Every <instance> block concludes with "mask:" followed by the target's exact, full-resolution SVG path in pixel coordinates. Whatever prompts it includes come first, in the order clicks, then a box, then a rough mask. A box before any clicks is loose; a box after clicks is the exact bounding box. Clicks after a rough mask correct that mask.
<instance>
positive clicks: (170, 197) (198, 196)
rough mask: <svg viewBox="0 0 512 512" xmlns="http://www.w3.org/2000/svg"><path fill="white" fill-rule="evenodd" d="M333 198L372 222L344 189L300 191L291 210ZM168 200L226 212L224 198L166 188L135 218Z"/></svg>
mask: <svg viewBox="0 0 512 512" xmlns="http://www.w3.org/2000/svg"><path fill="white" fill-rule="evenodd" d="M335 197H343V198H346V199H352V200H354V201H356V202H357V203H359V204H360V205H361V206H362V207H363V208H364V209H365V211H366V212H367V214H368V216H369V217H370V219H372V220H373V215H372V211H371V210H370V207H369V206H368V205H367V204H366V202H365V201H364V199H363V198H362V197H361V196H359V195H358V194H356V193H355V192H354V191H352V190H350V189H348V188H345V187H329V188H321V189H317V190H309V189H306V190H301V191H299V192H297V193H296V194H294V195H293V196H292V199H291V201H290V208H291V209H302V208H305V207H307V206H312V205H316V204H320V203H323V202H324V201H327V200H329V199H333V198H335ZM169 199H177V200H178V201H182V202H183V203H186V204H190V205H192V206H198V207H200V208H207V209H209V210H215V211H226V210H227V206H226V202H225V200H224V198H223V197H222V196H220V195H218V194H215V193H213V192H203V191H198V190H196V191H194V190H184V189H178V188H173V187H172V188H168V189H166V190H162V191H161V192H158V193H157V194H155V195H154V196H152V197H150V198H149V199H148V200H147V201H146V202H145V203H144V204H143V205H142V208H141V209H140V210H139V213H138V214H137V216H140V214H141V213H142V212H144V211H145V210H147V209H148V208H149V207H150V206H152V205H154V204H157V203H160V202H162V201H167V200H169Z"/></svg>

++++

Problem to solve
Output the listing above word for word, from the opening line through the line that contains "positive clicks: (170, 197) (198, 196)", and leave out everything after it.

Your response
Every <instance> block concludes with "mask:" followed by the target's exact, full-resolution SVG path in pixel coordinates. Whatever prompts it includes come first, in the order clicks, then a box, then a rough mask. A box before any clicks is loose; a box after clicks is the exact bounding box. Clicks after a rough mask correct that mask.
<instance>
positive clicks: (170, 197) (198, 196)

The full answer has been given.